> **RECORDS PROVIDED**:
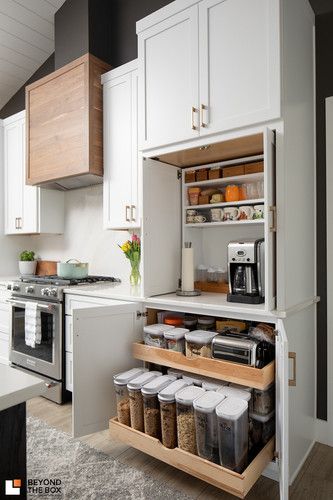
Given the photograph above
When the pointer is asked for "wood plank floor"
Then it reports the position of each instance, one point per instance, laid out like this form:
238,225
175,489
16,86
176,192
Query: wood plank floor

> **DIRECTION**:
Rewrite the entries with "wood plank floor" renamed to "hardwood floor" everywhere it occurs, changing nothing else, and omit the pictures.

> **EXERCISE OUTPUT**:
Given the photograph above
When the pointer is asked for "hardwood floor"
Then it reports the position of each instance, one point per instance, laid out like this form:
238,225
175,489
16,86
176,192
Query: hardwood floor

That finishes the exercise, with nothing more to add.